Report in full each line of the items below that contains the word "slope".
◇ ◇ ◇ ◇ ◇
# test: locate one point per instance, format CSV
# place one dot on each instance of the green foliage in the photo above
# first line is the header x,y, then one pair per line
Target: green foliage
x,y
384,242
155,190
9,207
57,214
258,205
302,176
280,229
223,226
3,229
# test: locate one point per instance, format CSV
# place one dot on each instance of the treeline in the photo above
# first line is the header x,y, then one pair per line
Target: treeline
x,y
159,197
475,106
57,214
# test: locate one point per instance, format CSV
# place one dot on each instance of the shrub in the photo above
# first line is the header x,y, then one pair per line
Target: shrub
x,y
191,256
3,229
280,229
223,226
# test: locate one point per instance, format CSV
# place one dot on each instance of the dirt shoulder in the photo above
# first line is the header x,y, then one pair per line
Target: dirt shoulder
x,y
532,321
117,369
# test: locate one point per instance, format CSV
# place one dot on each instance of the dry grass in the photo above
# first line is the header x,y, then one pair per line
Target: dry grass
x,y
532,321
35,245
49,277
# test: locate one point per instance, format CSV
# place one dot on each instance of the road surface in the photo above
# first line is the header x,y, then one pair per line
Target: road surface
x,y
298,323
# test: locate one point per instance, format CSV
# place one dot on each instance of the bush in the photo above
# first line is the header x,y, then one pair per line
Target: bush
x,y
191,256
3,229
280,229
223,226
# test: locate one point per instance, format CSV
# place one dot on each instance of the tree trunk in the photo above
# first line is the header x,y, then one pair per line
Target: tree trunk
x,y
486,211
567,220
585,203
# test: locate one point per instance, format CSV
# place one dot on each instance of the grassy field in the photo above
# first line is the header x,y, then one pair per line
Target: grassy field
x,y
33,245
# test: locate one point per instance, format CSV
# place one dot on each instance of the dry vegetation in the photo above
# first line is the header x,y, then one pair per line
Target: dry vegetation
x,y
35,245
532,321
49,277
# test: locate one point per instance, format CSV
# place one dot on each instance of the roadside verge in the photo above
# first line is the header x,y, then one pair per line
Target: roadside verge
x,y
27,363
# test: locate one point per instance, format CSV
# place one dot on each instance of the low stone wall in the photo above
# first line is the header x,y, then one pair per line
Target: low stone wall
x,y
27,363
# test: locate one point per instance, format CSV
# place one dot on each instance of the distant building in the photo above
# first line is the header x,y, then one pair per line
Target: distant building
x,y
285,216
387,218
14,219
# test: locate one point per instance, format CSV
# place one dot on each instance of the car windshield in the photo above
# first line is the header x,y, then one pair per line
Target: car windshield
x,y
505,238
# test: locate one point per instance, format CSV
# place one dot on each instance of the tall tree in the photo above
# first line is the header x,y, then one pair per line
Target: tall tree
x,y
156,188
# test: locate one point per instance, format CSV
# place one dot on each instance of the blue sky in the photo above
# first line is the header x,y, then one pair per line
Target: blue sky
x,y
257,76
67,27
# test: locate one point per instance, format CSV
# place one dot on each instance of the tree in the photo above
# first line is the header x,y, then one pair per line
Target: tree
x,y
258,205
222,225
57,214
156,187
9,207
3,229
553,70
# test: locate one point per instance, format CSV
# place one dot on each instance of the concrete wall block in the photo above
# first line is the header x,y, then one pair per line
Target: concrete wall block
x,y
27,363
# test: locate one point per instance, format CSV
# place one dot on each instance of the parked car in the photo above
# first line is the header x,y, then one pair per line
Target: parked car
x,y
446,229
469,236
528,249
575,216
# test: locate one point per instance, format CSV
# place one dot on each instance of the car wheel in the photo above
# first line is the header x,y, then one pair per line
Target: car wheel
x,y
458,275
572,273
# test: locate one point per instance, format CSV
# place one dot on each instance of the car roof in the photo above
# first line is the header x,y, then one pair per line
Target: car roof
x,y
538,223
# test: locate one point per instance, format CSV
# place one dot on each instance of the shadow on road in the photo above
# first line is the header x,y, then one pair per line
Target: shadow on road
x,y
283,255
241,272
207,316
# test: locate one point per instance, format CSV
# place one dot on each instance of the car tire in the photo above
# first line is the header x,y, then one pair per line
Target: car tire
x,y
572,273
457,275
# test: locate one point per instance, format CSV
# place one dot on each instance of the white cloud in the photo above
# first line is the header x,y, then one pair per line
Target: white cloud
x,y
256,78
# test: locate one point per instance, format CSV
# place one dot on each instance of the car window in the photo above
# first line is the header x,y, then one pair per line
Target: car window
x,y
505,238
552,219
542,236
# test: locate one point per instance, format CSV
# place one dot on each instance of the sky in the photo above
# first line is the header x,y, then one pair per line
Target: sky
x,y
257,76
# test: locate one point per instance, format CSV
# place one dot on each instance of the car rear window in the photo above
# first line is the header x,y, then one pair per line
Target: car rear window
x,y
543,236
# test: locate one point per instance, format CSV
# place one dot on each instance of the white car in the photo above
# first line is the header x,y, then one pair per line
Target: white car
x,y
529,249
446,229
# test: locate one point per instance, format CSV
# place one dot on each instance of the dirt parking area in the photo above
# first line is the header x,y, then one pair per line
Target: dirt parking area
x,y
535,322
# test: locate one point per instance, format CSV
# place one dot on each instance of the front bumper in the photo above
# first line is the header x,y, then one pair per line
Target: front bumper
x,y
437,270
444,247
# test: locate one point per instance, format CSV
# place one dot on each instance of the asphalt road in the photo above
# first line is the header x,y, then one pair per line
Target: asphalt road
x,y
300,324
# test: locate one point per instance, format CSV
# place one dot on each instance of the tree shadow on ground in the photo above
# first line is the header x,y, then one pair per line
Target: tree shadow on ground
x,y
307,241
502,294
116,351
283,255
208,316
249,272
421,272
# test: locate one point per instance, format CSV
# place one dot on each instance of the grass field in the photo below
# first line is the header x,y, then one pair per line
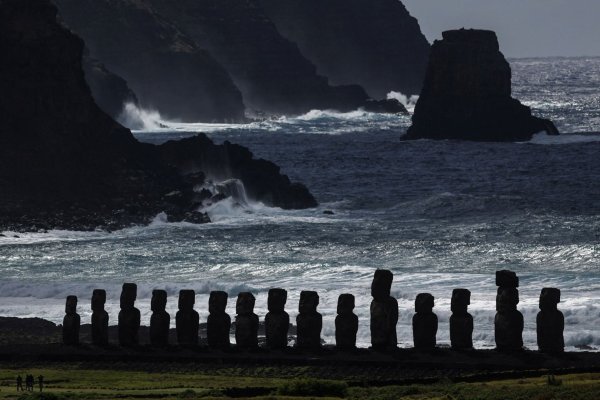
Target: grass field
x,y
75,382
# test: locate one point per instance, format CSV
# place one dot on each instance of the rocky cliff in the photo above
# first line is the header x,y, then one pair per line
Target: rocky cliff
x,y
165,69
467,93
65,164
376,44
272,74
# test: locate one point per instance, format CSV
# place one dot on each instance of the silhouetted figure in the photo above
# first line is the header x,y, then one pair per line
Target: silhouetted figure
x,y
219,322
187,319
550,322
129,316
461,322
160,321
309,322
246,322
425,322
71,322
508,324
99,318
384,312
346,323
277,321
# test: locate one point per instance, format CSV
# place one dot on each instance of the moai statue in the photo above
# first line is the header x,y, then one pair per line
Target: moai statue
x,y
384,312
550,322
424,322
246,322
461,322
160,321
277,321
99,318
71,322
508,324
346,323
309,322
187,319
129,316
219,322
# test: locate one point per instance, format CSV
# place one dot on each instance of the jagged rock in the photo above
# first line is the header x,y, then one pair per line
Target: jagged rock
x,y
375,44
467,94
110,91
164,67
272,74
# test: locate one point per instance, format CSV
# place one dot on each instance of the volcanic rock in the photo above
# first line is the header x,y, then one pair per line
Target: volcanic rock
x,y
375,44
467,94
166,69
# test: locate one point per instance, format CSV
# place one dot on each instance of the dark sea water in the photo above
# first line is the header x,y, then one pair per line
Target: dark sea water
x,y
440,215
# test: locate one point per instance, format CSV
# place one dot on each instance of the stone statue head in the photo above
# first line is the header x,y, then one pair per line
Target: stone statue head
x,y
159,300
71,305
549,299
277,300
461,298
507,299
345,304
245,303
424,303
507,279
98,299
217,302
309,301
187,299
128,295
382,284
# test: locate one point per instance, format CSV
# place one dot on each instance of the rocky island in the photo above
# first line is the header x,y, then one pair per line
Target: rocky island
x,y
66,164
467,94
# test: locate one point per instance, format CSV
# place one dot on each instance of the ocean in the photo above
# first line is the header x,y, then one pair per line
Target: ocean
x,y
440,215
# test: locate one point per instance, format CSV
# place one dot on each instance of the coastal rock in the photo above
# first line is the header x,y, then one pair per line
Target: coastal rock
x,y
164,67
467,94
272,74
375,44
110,91
65,164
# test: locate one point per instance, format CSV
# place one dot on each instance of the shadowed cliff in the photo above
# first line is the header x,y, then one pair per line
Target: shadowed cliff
x,y
165,69
375,44
65,164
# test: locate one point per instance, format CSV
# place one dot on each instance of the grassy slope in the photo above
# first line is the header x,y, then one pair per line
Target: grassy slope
x,y
73,382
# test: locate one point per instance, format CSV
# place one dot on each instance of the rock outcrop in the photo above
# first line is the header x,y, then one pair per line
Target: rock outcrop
x,y
375,44
109,90
66,164
467,94
166,69
274,77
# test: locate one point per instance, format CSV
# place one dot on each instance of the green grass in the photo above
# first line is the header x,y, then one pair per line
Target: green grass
x,y
74,382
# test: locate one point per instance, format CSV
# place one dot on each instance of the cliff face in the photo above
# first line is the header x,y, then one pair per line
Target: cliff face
x,y
376,44
467,94
110,91
166,70
272,74
65,164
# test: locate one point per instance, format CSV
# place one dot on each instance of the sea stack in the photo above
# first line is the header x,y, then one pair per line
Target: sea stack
x,y
467,94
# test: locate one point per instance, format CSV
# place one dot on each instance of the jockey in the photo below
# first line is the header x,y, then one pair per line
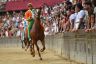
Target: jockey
x,y
29,15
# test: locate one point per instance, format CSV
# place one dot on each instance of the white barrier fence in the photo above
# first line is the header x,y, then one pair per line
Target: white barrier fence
x,y
79,46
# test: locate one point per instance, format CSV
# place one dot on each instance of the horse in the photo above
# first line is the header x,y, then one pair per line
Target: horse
x,y
37,33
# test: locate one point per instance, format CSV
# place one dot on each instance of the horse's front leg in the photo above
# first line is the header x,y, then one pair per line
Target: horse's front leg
x,y
43,44
38,50
32,51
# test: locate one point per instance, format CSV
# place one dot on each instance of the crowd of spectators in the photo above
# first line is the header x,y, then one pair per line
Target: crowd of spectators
x,y
66,16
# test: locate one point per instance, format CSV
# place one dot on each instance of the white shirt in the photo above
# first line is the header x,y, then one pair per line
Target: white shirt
x,y
80,15
73,16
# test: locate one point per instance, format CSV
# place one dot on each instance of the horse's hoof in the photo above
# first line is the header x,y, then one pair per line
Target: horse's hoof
x,y
40,58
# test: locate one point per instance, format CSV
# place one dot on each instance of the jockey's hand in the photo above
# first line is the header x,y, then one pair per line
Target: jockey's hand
x,y
30,17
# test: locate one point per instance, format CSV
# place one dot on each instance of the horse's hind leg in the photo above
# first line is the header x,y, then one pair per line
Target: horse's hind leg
x,y
32,48
38,50
43,44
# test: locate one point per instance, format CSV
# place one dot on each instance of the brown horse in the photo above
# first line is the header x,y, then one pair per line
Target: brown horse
x,y
37,33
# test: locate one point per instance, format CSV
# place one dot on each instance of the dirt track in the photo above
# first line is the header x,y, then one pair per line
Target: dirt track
x,y
19,56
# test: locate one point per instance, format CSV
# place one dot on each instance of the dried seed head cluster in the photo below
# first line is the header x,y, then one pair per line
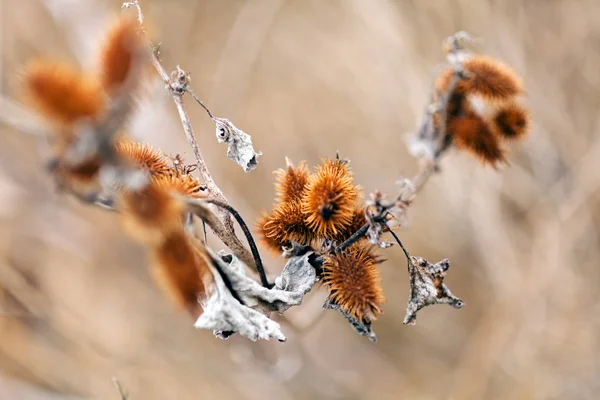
◇ ◇ ◇ ◇ ◇
TASK OUTPUT:
# place one dot on each instance of the grassy slope in the photo above
Target: grassy slope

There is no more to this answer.